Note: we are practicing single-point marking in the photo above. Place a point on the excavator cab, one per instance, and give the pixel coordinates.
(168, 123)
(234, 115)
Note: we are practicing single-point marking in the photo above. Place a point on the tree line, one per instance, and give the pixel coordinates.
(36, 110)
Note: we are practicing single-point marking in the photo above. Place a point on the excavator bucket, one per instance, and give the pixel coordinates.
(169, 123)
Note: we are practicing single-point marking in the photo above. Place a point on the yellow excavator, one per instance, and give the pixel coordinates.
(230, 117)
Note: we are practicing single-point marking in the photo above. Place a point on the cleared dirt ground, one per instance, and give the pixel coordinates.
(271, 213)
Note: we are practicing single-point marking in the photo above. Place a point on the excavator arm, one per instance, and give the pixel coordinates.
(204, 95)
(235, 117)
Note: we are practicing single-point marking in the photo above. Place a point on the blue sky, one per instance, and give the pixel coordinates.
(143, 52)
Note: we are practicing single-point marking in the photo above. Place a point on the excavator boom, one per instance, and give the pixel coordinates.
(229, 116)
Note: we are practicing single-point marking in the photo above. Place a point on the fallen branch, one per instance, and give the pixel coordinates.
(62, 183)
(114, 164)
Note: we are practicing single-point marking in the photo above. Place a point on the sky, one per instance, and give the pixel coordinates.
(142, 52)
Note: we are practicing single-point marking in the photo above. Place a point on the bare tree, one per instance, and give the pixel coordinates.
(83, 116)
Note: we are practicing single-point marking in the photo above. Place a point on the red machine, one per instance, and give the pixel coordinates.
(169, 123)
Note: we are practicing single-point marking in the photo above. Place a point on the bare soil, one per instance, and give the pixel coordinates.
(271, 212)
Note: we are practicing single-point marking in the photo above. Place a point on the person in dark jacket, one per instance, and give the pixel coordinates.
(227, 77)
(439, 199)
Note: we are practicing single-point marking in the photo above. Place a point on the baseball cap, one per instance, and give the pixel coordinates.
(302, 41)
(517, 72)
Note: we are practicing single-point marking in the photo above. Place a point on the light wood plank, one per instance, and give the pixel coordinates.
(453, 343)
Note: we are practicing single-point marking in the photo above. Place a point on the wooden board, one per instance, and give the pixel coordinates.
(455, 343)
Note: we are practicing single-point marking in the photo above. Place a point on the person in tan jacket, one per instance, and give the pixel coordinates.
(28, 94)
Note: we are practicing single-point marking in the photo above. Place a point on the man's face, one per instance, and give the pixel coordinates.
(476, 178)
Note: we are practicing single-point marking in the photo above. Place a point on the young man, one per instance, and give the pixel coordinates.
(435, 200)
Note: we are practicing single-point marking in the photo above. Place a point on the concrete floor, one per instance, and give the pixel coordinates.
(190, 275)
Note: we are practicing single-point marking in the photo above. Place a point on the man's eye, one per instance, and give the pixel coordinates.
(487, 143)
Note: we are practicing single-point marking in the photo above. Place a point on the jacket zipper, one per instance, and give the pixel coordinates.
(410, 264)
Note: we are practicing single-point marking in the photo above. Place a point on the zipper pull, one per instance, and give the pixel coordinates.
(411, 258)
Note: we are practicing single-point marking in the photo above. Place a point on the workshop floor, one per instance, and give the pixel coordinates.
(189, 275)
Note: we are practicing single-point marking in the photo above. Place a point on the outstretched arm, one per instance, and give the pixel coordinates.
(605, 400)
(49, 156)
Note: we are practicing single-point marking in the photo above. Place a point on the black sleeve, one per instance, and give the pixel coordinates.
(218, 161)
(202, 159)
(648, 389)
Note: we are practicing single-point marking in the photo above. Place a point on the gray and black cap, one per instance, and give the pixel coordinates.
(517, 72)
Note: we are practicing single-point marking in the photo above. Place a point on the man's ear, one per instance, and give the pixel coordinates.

════════════════

**To do:** Repeat every record, keeping each line exactly as it is.

**Written solution:**
Note: we are practicing single-point marking in the photo above. Place a point on the excavator cab, one per instance, and give the pixel coordinates.
(168, 123)
(234, 115)
Note: we are practicing single-point marking in the photo above. Place a point on the tree line, one per instance, and give the pixel coordinates.
(36, 110)
Note: we are practicing single-point marking in the photo above. Place a point on the excavator bucket, one per instance, and give the pixel coordinates.
(169, 123)
Note: we are practicing single-point marking in the photo above. Place a point on the yellow excavator, one per instance, and give the pixel coordinates.
(230, 117)
Note: we are practicing single-point marking in the photo above. Place a point on the cleared dirt ground, one per instance, and give the pixel coordinates.
(271, 213)
Note: we are practicing single-point marking in the photo above. Place a point on the excavator arm, one per instance, and give the pixel coordinates.
(204, 95)
(235, 117)
Note: we are practicing single-point marking in the photo above. Place a point on the blue sky, one per instance, and give the pixel coordinates.
(143, 52)
Note: we are practicing single-point marking in the photo above. Place a point on the excavator boom, one per instance, and give the pixel coordinates.
(229, 116)
Note: we are practicing single-point marking in the photo above. Place a point on the fallen branch, one per instance, and give the pixel coordinates.
(62, 183)
(114, 164)
Note: we are practicing single-point marking in the photo above. Place a point on the sky, one per instance, and give the pixel coordinates.
(142, 52)
Note: we are practicing single-point marking in the photo above. Place a point on the bare tree, one per instance, and give the pixel coordinates.
(83, 116)
Note: we are practicing single-point marking in the photo above. Place a point on the red machine, one per instance, and give the pixel coordinates.
(169, 123)
Note: we are practicing single-point marking in the photo above. Place a point on the bare soil, one per instance, and give the pixel coordinates.
(271, 212)
Note: we are practicing single-point marking in the photo above. Place a point on the person in dark jacket, one per instance, and give the pixel coordinates.
(227, 77)
(439, 199)
Note: we are practicing single-point marking in the photo above. Place a point on the baseball cap, one per instance, and give the pixel coordinates.
(302, 41)
(517, 72)
Note: we are practicing single-point marking in the photo above. Place a point on the light wood plank, one per instance, and give the pixel coordinates.
(453, 343)
Note: we are practicing single-point marking in the photo above. Place a point on the wooden board, one per instance, and give the pixel coordinates.
(455, 343)
Note: we are practicing single-point marking in the photo above. Place a point on the person in tan jacket, one per instance, and give the pixel coordinates.
(28, 94)
Note: we are practicing single-point marking in the photo above. Place a point on the man's face, one per instance, and give the pixel coordinates.
(476, 178)
Note: we are practicing single-point marking in the photo above. Place a point on the young man, one per instance, and give the pixel coordinates.
(435, 200)
Note: we are practicing single-point marking in the photo above. Place a point on the concrete floor, one per instance, and give the pixel coordinates.
(190, 275)
Note: we are practicing single-point marking in the photo above. Place a point on the man's eye, one per instance, and give the pixel coordinates.
(487, 143)
Note: we are practicing single-point marking in the photo above. Place a point on the jacket zipper, one per instance, and give the pixel coordinates.
(410, 264)
Note: we are practicing single-point marking in the photo above. Place a point on the zipper pull, one per instance, and give the pixel coordinates.
(411, 258)
Note: we are practicing single-point marking in the photo above. Place a point on the workshop floor, one per instance, and give the pixel coordinates.
(189, 275)
Note: we are practicing single-point marking in the photo above. Place a point on the outstretched arm, one per instance, and give the pixel coordinates.
(605, 400)
(49, 156)
Note: we are practicing single-point marking in the photo above. Place a point on the black sleeve, one per instance, and give the pixel coordinates.
(218, 161)
(202, 159)
(648, 389)
Note: we are practicing single-point marking in the photo above. Place a point on the gray and black cap, one per instance, and give the pixel coordinates.
(517, 72)
Note: we are practicing single-point marking in the photo above. Place a point on the man's ear, one per instance, and give the pixel coordinates.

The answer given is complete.